--- Task details ---
Output each record exactly. Leave none out.

--- Input records ---
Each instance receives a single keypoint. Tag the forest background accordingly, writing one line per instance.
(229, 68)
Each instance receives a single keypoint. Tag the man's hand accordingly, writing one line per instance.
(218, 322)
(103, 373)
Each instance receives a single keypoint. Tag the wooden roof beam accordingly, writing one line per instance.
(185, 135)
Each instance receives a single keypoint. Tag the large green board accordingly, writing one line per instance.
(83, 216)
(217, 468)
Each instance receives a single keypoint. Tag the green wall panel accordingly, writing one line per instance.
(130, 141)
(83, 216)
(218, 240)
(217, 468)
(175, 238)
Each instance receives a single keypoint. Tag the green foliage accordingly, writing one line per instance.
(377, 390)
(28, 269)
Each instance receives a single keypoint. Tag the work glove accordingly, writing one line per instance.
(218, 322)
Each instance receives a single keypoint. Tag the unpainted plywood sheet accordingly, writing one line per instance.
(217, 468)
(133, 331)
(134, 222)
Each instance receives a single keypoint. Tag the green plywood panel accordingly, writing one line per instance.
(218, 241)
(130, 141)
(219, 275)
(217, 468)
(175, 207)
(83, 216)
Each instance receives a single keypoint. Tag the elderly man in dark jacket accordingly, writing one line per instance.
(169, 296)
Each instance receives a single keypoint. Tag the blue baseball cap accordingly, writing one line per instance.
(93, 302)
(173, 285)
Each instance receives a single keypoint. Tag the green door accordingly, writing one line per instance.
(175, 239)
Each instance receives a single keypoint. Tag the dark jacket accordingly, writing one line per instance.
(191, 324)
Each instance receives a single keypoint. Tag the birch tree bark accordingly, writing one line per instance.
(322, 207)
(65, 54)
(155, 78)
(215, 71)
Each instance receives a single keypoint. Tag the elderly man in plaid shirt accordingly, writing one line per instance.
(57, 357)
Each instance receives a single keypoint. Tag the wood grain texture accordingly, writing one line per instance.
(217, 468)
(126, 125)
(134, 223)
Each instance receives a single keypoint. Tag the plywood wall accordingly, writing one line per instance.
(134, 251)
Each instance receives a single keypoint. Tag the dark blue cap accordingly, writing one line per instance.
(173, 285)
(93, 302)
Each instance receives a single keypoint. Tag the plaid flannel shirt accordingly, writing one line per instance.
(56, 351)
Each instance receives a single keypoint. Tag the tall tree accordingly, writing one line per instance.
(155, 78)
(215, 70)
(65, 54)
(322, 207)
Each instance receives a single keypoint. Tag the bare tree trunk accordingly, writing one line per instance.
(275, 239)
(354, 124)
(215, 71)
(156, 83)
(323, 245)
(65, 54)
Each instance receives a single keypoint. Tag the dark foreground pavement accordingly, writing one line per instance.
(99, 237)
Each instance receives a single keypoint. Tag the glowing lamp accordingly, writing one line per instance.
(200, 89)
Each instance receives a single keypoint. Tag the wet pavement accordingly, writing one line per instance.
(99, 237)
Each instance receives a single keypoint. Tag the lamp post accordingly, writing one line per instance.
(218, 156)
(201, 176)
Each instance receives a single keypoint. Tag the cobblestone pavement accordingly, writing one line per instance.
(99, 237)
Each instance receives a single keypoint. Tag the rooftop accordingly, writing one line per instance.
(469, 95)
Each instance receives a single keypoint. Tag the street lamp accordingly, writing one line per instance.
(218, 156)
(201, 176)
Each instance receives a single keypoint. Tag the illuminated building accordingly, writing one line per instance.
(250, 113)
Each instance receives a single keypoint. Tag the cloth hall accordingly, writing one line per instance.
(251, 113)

--- Your response ---
Each instance receives a single keypoint. Tag the forest background accordingly, writing one line per instance.
(229, 68)
Each instance receives a single keypoint. Tag the man's hand accordingly, writing one line per instance.
(218, 322)
(103, 373)
Each instance receives a single keypoint. Tag the wooden roof beam accordingly, writing one line per instance.
(185, 135)
Each instance receives a single keypoint. Tag the large green board accordingly, writing one line per instance.
(83, 216)
(217, 468)
Each instance receives a single keypoint. Tag the green wall panel accordingly, writing one line per instance.
(130, 141)
(83, 216)
(218, 240)
(217, 468)
(175, 238)
Each instance receives a single keypoint. Tag the green foliage accordingly, writing one line per instance.
(377, 390)
(28, 269)
Each instance receives a single keypoint. Tag the work glove accordingly, writing one line per instance.
(218, 322)
Each instance receives a single keypoint. Tag the unpainted plywood sheet accordingly, writing one line per instance.
(217, 468)
(133, 331)
(134, 222)
Each instance receives a single keypoint. Tag the green plywood panel accordingly, writing one line per instance.
(218, 241)
(130, 141)
(219, 275)
(217, 468)
(175, 207)
(83, 216)
Each instance receives a single keypoint. Tag the elderly man in dark jacket accordingly, writing one line per instance.
(169, 296)
Each instance receives a single keypoint. Tag the blue baseball cap accordingly, writing one line per instance.
(93, 302)
(173, 285)
Each instance receives a single keypoint. Tag the green door accordingly, writing one line per instance.
(175, 239)
Each instance receives a single keypoint. Tag the dark jacket accordingly, writing one line per instance.
(191, 324)
Each instance receives a single keypoint. Tag the birch tree bark accordingly, writing one line per instance.
(322, 207)
(65, 54)
(155, 78)
(215, 71)
Each instance receives a single keypoint. Tag the elderly man in plaid shirt accordingly, writing one line per instance.
(57, 357)
Each instance receives a single keypoint. Tag the wood grain texture accordingly, writing one line per instance.
(217, 468)
(126, 125)
(134, 223)
Each instance receives a single keypoint. Tag the plywood wall accordingly, writing one line per instance.
(134, 251)
Each instance receives a single keypoint. Tag the dark blue cap accordingly, writing one line per instance.
(173, 285)
(93, 302)
Each instance receives a single keypoint. Tag the plaid flannel shirt accordingly, writing one line per instance.
(56, 351)
Each instance receives a single keypoint. Tag the tall tree accordingly, writing one line per instance.
(155, 78)
(215, 70)
(65, 54)
(322, 207)
Each instance receives a single keypoint. Tag the bare tree trunk accordingly, writing one line per instance.
(275, 239)
(354, 124)
(215, 71)
(156, 83)
(323, 245)
(65, 54)
Each instance receives a single keypoint. Tag the dark foreground pavement accordingly, writing one line per instance.
(99, 237)
Each instance receives a single keypoint. Tag the glowing lamp accordingly, writing one line per instance.
(200, 89)
Each instance receives a single keypoint. Tag the wet pavement accordingly, writing one line per instance.
(99, 237)
Each instance receives a single keypoint. Tag the lamp post accordingly, writing one line per instance.
(218, 156)
(201, 176)
Each instance receives a single keypoint. Tag the cobblestone pavement accordingly, writing one line per instance.
(99, 237)
Each instance receives a single keypoint. Tag the rooftop accordingly, writing one line per instance.
(469, 95)
Each instance receives a single keypoint. Tag the street lamp accordingly, writing one line per instance.
(218, 156)
(201, 176)
Each instance receives a single keypoint. Tag the illuminated building accordingly, writing one line per instance.
(250, 113)
Each instance receives a single keypoint. Tag the cloth hall accordingly, writing one line per instance.
(251, 113)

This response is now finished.